Hello. I have deployed and been successfully hitting an endpoint for the LLaMa 2 7B chat model on Vertex AI. However, I am having a couple of issues. I sent this body in a request:
{
"instances": [
{ "prompt": "this is the prompt"}
],
"parameters": {
"temperature": 0.2,
"maxOutputTokens": 256,
"topK": 40,
"topP": 0.95
}
}
And received this response:
{
"predictions": [
"Prompt:\nthis is the prompt\nOutput:\n for class today:\n\nPlease write a 1-2 page reflection on"
],
"deployedModelId": "8051409189878104064",
"model": "projects/563127813488/locations/us-central1/models/llama2-7b-chat-base",
"modelDisplayName": "llama2-7b-chat-base",
"modelVersionId": "1"
}
Why is this response cutting off mid-sentence? I have adjusted the maxOutputTokens parameter, but no matter what I set it to, the response cuts off in roughly the same place. How can I fix this?

» **Direction**
Carry on the Vertex AI forum post from its last sentence. The listing has no connection to the Vertex AI forum post.

» **Data block**
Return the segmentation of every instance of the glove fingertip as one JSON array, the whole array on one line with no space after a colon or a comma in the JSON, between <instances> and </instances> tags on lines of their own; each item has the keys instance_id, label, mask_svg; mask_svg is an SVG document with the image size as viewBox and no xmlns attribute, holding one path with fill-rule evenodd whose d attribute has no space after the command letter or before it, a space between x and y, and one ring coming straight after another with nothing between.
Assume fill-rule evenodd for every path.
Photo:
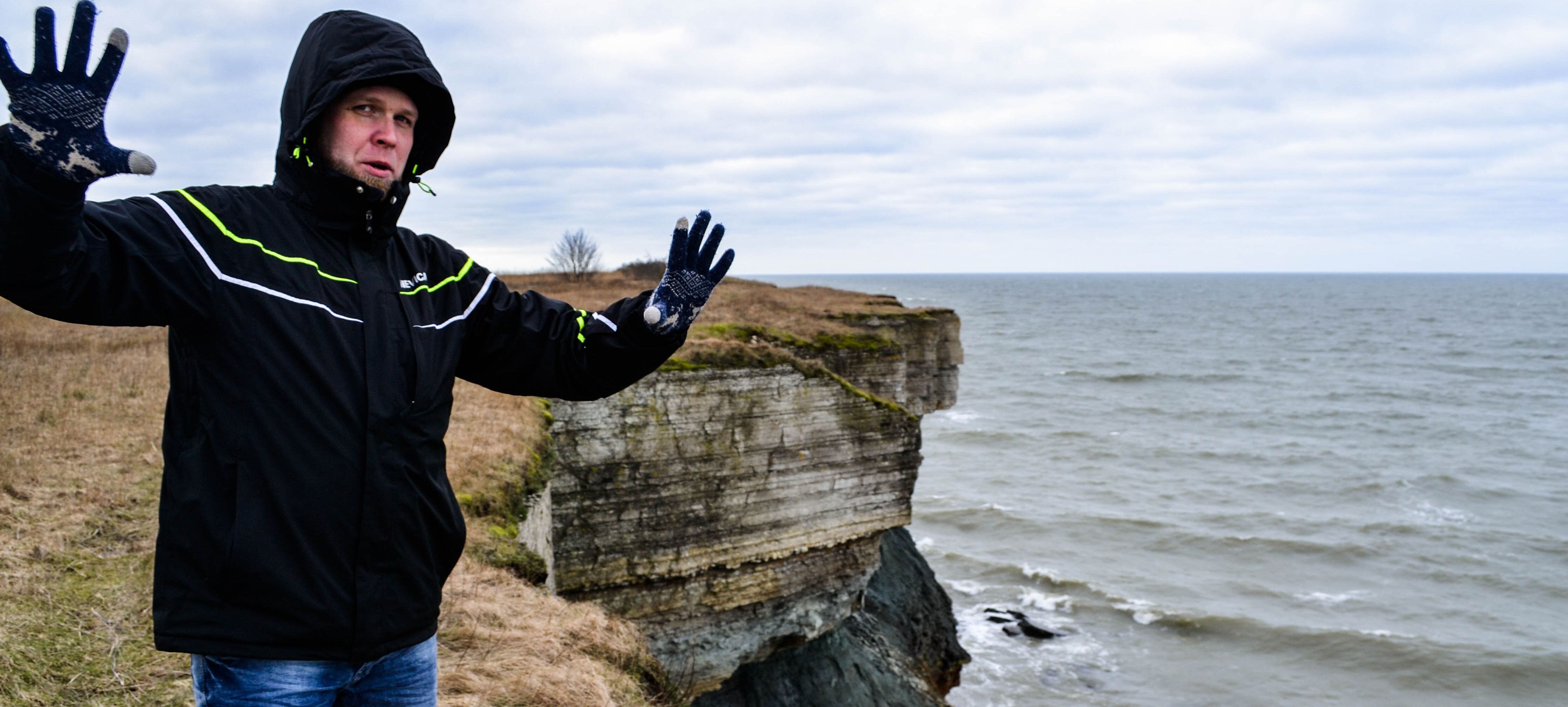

» **Task response**
I would also like to pass prior conversation to the LLaMa model. I can do this to chat-bison with a body like this:
{
"instances": [
{
"context": "",
"examples": [],
"messages": [
{
"author": "user",
"content": "hello my name is tim"
},
{
"author": "bot",
"content": " Hello Tim, how can I help you today?
",
"citationMetadata": {
"citations": []
}
},
{
"author": "user",
"content": "what is my name"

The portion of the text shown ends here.